Deine Aufgabe
Kannst du die Zeilen von der Zeile mit „--detect round eyeglasses“ bis zum Ende der Daten, beide Enden eingeschlossen, in eine Markdown-Tabelle mit den Spalten „Nummer“ und „Zeile“ übertragen und dabei Leerzeilen weglassen?

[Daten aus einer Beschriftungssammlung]
..............................

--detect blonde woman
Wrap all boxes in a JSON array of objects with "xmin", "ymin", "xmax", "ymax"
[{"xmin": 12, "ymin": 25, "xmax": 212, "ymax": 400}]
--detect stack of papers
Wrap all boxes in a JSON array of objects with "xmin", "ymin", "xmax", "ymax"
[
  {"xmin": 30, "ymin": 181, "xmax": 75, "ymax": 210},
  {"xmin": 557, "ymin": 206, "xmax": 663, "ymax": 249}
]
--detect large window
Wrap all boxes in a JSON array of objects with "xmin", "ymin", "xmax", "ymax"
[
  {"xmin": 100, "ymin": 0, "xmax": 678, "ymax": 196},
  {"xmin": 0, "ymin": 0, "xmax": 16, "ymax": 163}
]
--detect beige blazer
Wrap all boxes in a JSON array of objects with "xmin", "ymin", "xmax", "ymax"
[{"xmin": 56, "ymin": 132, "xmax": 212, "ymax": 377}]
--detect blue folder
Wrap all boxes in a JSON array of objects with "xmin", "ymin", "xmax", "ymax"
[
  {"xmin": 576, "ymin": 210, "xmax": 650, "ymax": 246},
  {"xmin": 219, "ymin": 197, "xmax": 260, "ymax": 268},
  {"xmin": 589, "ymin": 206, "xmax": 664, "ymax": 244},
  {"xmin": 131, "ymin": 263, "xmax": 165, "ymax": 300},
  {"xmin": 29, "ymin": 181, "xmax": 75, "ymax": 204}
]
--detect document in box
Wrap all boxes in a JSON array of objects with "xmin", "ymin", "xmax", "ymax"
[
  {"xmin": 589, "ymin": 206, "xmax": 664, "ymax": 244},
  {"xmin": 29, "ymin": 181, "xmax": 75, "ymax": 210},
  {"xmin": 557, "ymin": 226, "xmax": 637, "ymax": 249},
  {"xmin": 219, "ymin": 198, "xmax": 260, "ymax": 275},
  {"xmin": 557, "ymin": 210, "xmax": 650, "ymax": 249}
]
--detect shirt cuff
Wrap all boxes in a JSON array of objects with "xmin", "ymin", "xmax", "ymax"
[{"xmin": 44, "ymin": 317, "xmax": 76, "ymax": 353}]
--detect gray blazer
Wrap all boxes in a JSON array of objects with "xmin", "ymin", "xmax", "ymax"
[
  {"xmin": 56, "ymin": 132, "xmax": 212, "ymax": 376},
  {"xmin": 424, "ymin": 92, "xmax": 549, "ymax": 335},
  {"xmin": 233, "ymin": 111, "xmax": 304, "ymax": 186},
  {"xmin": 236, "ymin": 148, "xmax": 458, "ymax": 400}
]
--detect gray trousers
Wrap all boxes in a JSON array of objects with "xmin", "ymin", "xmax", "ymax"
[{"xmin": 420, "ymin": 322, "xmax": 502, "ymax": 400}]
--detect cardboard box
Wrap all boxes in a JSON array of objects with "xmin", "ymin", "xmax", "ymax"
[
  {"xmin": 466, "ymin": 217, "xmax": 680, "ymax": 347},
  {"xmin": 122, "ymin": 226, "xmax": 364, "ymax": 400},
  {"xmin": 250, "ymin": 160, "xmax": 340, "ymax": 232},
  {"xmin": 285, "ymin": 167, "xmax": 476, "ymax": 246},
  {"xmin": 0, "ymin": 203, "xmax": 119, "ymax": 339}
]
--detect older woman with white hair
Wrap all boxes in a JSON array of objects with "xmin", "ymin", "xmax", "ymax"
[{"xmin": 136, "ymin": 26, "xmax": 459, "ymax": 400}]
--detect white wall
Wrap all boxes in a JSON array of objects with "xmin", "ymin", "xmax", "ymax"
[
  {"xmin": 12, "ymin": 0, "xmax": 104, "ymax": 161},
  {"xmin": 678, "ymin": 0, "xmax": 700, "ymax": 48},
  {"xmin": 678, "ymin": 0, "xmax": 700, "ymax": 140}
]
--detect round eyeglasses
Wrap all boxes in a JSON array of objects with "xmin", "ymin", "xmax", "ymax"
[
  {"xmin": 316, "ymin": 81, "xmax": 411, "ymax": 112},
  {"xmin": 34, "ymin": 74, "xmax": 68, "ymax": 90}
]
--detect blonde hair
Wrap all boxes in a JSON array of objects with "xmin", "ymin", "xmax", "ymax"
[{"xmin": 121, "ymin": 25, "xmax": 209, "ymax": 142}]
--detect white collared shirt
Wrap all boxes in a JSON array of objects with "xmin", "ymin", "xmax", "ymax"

..............................

Ergebnis
| Nummer | Zeile |
|---|---|
| 1 | --detect round eyeglasses |
| 2 | Wrap all boxes in a JSON array of objects with "xmin", "ymin", "xmax", "ymax" |
| 3 | [ |
| 4 |   {"xmin": 316, "ymin": 81, "xmax": 411, "ymax": 112}, |
| 5 |   {"xmin": 34, "ymin": 74, "xmax": 68, "ymax": 90} |
| 6 | ] |
| 7 | --detect blonde hair |
| 8 | Wrap all boxes in a JSON array of objects with "xmin", "ymin", "xmax", "ymax" |
| 9 | [{"xmin": 121, "ymin": 25, "xmax": 209, "ymax": 142}] |
| 10 | --detect white collared shirt |
| 11 | Wrap all boxes in a JSON array of objects with "xmin", "ymin", "xmax", "ymax" |